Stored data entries
'''
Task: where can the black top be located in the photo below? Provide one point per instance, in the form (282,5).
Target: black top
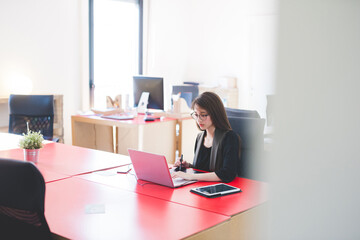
(230,154)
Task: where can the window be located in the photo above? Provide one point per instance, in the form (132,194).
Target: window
(115,47)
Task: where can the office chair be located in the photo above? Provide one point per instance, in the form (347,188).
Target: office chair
(37,110)
(251,132)
(233,112)
(22,194)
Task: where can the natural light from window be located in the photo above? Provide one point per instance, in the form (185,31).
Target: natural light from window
(116,43)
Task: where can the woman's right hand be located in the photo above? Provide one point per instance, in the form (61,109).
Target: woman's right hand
(177,163)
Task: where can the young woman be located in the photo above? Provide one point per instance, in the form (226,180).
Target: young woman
(217,147)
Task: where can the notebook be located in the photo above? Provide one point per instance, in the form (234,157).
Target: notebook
(154,168)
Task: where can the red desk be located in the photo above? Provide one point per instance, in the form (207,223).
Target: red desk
(69,160)
(253,192)
(80,209)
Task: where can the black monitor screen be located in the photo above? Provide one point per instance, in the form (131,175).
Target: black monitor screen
(154,86)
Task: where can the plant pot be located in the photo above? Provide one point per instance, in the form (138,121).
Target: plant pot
(31,155)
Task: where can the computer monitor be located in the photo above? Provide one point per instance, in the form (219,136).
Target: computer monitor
(154,86)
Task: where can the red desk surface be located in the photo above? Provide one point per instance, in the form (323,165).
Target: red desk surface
(80,209)
(253,192)
(70,160)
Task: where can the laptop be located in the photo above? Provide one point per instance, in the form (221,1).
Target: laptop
(119,116)
(154,168)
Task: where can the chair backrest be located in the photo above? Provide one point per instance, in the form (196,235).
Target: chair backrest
(251,132)
(37,110)
(22,194)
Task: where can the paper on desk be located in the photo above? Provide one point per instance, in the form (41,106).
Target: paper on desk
(95,209)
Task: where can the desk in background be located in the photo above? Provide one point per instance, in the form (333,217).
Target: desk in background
(117,136)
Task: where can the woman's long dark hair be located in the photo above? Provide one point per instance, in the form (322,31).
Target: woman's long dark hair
(212,103)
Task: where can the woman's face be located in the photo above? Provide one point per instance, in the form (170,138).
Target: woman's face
(202,118)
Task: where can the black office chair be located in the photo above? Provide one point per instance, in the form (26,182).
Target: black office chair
(22,194)
(251,132)
(233,112)
(37,110)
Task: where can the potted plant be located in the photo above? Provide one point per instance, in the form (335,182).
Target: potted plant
(31,143)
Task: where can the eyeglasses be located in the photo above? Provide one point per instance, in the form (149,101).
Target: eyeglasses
(196,116)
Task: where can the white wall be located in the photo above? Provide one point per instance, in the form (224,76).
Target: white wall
(43,41)
(315,170)
(204,40)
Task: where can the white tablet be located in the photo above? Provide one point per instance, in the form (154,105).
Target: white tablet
(215,190)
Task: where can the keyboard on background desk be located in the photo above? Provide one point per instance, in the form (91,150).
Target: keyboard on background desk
(119,116)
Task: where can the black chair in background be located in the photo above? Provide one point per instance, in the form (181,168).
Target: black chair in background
(22,194)
(250,128)
(37,110)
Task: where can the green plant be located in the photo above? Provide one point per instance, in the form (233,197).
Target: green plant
(31,140)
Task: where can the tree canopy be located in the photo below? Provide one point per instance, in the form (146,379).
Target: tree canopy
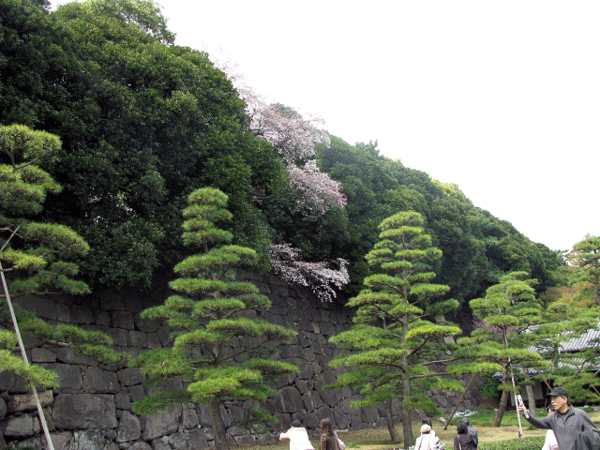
'''
- Directions: Return all of the lines above without alteration, minus the pictures.

- Task answer:
Task: where can the black top be located in the photo below? Provide one point per instance, in the form (282,5).
Target: black top
(230,154)
Task: where can the window be located in the photo above? Provide one point per instance, in the form (132,194).
Target: window
(115,47)
Task: where can the office chair be located in the photo above? Provide one point per instance, in the form (347,188).
Target: office chair
(37,110)
(251,132)
(233,112)
(22,194)
Task: where can the natural light from window be located in the photo above? Provide one point per instance, in the form (185,31).
Target: natural light from window
(116,43)
Task: where can the woman's right hand be located in the photo above? Provide one point per instance, in the form (61,109).
Target: woman's right hand
(177,163)
Task: where can the young woman be located in the photo above? Provide one point per instance, in the form (226,180).
Target: young woman
(217,147)
Task: where can the notebook be located in the photo above? Provide one point per instance, in the form (234,157).
Target: notebook
(154,168)
Task: where can the red desk be located in the photo above? Provide one point per instance, in the form (207,223).
Target: red desk
(69,160)
(253,192)
(80,209)
Task: where can the black monitor screen be located in the photo above? Provide one point per instance, in the form (131,175).
Target: black monitor screen
(154,86)
Task: where can the plant pot be located in the photo above? Provide one point per instance, in the form (138,121).
Target: plant pot
(31,155)
Task: where can the computer monitor be located in the photo above? Provide one point per instance, in the form (219,136).
Target: computer monitor
(154,86)
Task: where can the red desk surface be located in the photo above? Provide one point per instance, in the form (323,165).
Target: red desk surface
(80,209)
(253,192)
(70,160)
Task: where can the laptop be located in the photo above? Provide one point per instance, in the form (221,1).
Target: laptop
(119,116)
(154,168)
Task: where can the chair backrest be located in the photo above? Provide one point per instance, in the form (196,235).
Target: chair backrest
(251,132)
(37,110)
(22,194)
Task: where can the paper on desk be located in the photo above? Provide one point per instance, in the form (41,106).
Target: paper on desk
(95,209)
Task: where can the desk in background be located in the photo above? Provide one point per instance, in the form (333,217).
Target: desk in background
(117,136)
Task: where can the woman's long dark hair be located in the photo above? Provide one point per instance, in the form (322,31).
Target: woman's long dark hair
(212,103)
Task: where can the woman's face be located in the photo above? Provide one point per instance, in the form (170,138).
Target: woman's face
(202,118)
Task: where can the black office chair be located in the photo above? Provide one point per instance, in the form (26,182).
Target: black office chair
(22,194)
(251,132)
(233,112)
(37,110)
Task: where can the potted plant be located in the photo above? Provide one point per instance, in the form (335,182).
Target: potted plant
(31,143)
Task: where can the eyeglasses be located in the photo above? Provide one point per instance, in the form (149,101).
Target: eyeglasses
(196,116)
Task: where can the white wall be located in the photo above? Provide one point per instance, in the form (224,76).
Target: white wall
(43,41)
(315,170)
(204,40)
Task: where can the white tablet be located in the photo above? Provide one point per instance, in the form (154,105).
Target: white tablet
(215,190)
Task: where can the keyboard on background desk be located in the photo above? Provide one point per instance, in the form (91,150).
Target: keyboard on background desk
(119,116)
Task: where can the black chair in background be located in the photo above? Provide one point per instance, in the form (181,168).
Target: black chair in background
(22,194)
(250,128)
(37,110)
Task: where can the green plant be located in the photo above? Provide one point per instance, in the form (233,197).
Target: green plant
(31,140)
Task: where can the tree canopy be located in the photo below? Provide one point per instance, in the form (146,379).
Target: tree canopy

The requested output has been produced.